** Start **
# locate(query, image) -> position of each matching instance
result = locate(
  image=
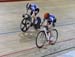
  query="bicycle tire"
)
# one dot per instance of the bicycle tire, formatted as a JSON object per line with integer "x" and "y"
{"x": 25, "y": 25}
{"x": 56, "y": 37}
{"x": 39, "y": 45}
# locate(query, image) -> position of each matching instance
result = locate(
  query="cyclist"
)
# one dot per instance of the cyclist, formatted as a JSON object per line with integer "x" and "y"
{"x": 34, "y": 11}
{"x": 49, "y": 22}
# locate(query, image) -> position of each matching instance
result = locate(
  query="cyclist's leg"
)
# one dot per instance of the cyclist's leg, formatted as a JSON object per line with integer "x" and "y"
{"x": 36, "y": 11}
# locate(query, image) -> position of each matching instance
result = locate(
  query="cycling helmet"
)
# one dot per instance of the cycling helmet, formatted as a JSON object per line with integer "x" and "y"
{"x": 46, "y": 15}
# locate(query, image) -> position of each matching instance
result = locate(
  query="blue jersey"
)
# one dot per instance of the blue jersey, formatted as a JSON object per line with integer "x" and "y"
{"x": 52, "y": 18}
{"x": 33, "y": 7}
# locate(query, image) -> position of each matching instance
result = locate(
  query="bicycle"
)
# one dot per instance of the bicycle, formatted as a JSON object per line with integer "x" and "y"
{"x": 42, "y": 37}
{"x": 27, "y": 22}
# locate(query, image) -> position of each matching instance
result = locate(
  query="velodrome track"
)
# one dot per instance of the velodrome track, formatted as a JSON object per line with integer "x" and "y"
{"x": 14, "y": 43}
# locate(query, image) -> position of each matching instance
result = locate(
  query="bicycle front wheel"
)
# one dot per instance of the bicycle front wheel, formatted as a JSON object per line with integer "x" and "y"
{"x": 54, "y": 36}
{"x": 40, "y": 39}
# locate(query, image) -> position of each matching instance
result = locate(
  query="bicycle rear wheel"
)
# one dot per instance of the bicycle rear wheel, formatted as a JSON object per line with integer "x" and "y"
{"x": 40, "y": 39}
{"x": 25, "y": 23}
{"x": 54, "y": 36}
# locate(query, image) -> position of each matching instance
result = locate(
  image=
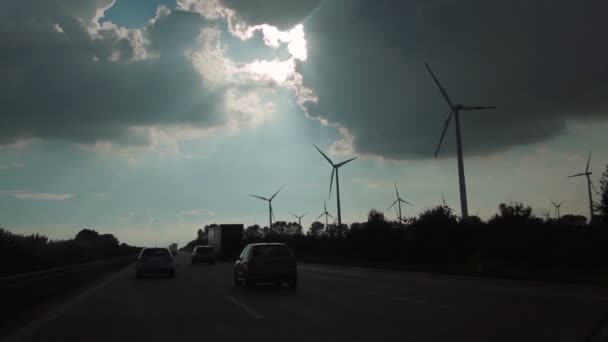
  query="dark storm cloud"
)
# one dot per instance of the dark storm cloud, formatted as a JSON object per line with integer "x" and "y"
{"x": 281, "y": 13}
{"x": 541, "y": 62}
{"x": 60, "y": 81}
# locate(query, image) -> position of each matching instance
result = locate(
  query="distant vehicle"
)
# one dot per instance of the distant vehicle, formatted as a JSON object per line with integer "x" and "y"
{"x": 203, "y": 254}
{"x": 266, "y": 262}
{"x": 155, "y": 260}
{"x": 173, "y": 249}
{"x": 226, "y": 240}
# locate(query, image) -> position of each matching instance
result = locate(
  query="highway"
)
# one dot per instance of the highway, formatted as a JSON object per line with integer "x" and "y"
{"x": 331, "y": 304}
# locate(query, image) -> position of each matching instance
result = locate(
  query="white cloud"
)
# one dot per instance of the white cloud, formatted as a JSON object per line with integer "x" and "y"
{"x": 40, "y": 196}
{"x": 195, "y": 212}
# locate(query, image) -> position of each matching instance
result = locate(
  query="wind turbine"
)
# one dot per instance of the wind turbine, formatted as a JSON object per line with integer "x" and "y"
{"x": 557, "y": 206}
{"x": 398, "y": 201}
{"x": 445, "y": 206}
{"x": 299, "y": 217}
{"x": 590, "y": 185}
{"x": 335, "y": 168}
{"x": 455, "y": 111}
{"x": 269, "y": 200}
{"x": 326, "y": 213}
{"x": 547, "y": 214}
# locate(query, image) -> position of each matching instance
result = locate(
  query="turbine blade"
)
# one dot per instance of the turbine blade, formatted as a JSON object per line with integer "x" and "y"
{"x": 478, "y": 107}
{"x": 578, "y": 175}
{"x": 445, "y": 128}
{"x": 445, "y": 94}
{"x": 276, "y": 193}
{"x": 326, "y": 157}
{"x": 406, "y": 202}
{"x": 396, "y": 191}
{"x": 331, "y": 182}
{"x": 346, "y": 161}
{"x": 389, "y": 208}
{"x": 594, "y": 189}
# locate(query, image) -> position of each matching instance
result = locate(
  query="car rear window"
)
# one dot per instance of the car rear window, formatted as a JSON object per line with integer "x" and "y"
{"x": 272, "y": 251}
{"x": 155, "y": 252}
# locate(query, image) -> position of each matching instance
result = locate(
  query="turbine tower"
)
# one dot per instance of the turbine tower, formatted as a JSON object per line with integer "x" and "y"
{"x": 557, "y": 206}
{"x": 326, "y": 213}
{"x": 299, "y": 217}
{"x": 335, "y": 168}
{"x": 590, "y": 185}
{"x": 398, "y": 201}
{"x": 455, "y": 110}
{"x": 269, "y": 200}
{"x": 547, "y": 214}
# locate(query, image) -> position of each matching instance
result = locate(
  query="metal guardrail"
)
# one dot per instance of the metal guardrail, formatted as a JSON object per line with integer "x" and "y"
{"x": 22, "y": 292}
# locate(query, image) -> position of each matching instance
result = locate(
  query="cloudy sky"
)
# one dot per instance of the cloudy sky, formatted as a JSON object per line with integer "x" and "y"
{"x": 149, "y": 119}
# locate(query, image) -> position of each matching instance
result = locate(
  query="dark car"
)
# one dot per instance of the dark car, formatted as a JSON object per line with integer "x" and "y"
{"x": 266, "y": 262}
{"x": 203, "y": 254}
{"x": 155, "y": 260}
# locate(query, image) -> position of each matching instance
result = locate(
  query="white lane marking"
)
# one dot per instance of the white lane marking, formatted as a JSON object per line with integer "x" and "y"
{"x": 245, "y": 307}
{"x": 38, "y": 323}
{"x": 411, "y": 300}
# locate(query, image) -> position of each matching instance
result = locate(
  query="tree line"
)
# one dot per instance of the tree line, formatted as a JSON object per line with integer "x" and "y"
{"x": 514, "y": 238}
{"x": 26, "y": 253}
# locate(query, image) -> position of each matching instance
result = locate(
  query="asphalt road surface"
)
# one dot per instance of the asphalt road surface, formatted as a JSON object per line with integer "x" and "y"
{"x": 331, "y": 304}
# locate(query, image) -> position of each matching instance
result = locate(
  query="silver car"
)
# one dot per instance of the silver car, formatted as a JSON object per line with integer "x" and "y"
** End **
Select every line in the material above that contains the string "helmet", and copy each one out.

  query="cycling helmet"
# one dot per instance of the cycling helmet, formatted as a JSON object per line with integer "x" and "y"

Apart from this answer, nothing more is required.